§ **TAREFA 1**: Reescreva de forma mais breve o parágrafo do excerto sobre Carmo Bastos que começa por "Jovens, ativos", mantendo os factos principais.
§ **TAREFA 2**:
Responda às perguntas seguintes com base no excerto sobre Carmo Bastos:
(a) Em que data foi publicado?
(b) Com que idade recebeu Carmo Bastos o diagnóstico de Parkinson precoce?
(c) Em que modalidade é Carmo Bastos atleta federada?
§ **TAREFA 3**: Continue o excerto sobre Carmo Bastos a partir da última frase apresentada.

§ **EXCERTO FORNECIDO**:
Carmo Bastos e a Parkinson precoce: “A guerra interior é tentar que não me afete psicologicamente”

11 Abr 2023 - 11:30

Carmo Bastos e a Parkinson precoce: “A guerra interior é tentar que não me afete psicologicamente”

Jovens, ativos, profissionalmente no auge da carreira e com uma vida familiar que inclui, muitas vezes, filhos pequenos a necessitar de toda a atenção. Este é o resumo da vida de muitas pessoas com menos de 50 anos, e a última coisa que lhes passa pela cabeça é serem diagnosticados com Doença de Parkinson, aquela doença associada aos tremores nos mais velhos.

Este é também o resumo da vida de Carmo Bastos. No Dia Mundial da Doença de Parkinson, o Viral entrevista esta mãe de três filhos, com uma posição de direção numa instituição bancária e atleta federada em ténis, que aos 44 anos recebeu o diagnóstico de Parkinson precoce.

§ **DADOS DISPONÍVEIS**:

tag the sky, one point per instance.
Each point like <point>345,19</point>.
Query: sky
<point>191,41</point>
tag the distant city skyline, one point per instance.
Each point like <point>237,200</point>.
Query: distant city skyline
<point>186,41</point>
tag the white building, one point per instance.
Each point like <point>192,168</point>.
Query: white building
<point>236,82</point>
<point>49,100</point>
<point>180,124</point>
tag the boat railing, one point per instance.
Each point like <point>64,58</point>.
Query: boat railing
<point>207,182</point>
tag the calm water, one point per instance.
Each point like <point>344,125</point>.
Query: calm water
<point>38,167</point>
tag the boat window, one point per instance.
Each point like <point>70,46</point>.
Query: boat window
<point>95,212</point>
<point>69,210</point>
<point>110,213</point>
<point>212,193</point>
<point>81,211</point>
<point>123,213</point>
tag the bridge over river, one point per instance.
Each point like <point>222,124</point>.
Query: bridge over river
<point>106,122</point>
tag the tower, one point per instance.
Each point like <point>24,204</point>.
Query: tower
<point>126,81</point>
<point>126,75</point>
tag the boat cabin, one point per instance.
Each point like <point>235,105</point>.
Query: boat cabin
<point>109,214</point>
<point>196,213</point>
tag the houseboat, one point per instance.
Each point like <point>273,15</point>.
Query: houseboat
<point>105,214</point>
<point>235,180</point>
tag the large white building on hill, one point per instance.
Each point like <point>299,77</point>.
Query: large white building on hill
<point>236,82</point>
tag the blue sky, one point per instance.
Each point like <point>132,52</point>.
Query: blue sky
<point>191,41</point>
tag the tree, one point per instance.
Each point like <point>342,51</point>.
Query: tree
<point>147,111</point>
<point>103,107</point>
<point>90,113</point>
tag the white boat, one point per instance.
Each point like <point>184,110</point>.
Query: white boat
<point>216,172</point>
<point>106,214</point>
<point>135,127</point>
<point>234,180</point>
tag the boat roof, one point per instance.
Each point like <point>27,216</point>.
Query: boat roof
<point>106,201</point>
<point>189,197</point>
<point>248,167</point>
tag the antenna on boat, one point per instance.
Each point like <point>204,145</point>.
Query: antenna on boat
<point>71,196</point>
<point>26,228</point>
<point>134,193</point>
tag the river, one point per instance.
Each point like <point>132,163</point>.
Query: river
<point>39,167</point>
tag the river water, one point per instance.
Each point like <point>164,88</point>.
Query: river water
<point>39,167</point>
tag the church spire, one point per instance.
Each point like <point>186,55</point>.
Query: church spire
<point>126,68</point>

§ **RESULTADO DA TAREFA 1**: Muitas pessoas com menos de 50 anos são jovens e ativas, estão no auge da carreira e têm muitas vezes filhos pequenos que precisam de toda a atenção. Para elas, ser diagnosticadas com Doença de Parkinson, associada aos tremores nos mais velhos, é a última coisa em que pensam.

§ **RESULTADO DA TAREFA 2**:
(a) 11 de abril de 2023.
(b) Aos 44 anos.
(c) Ténis.

§ **RESULTADO DA TAREFA 3**:
Até essa altura, Carmo Bastos só conhecia o caso de Michel J. Fox, diagnosticado com a doença aos 29 anos. Assim que soube que tinha Doença de Parkinson, sentiu uma necessidade imperiosa de saber mais, de procurar mais informação, formas de melhorar a qualidade de vida e retardar a progressão dos sintomas. O facto é que encontrou pouca coisa, um vazio que decidiu colmatar, em conjunto com outros doentes, criando a associação Young Parkies, da qual é hoje presidente.

Como era a sua vida antes de receber o diagnóstico de Doença de Parkinson aos 44 anos?

Tinha uma vida muito preenchida e muito tradicional. Sou casada, mãe de três filhos, trabalho na banca há 25 anos e sempre fiz desporto. Uma vida considerada normal.

Sou federada em ténis desde miúda. Parei alguns anos, entre os 16/17 anos e os 30 e poucos anos, mas depois voltei, sou novamente federada e jogo nos campeonatos de ténis de veteranos.

Quando começou a sentir que algo não estava bem consigo? Que sintomas despertaram a sua atenção?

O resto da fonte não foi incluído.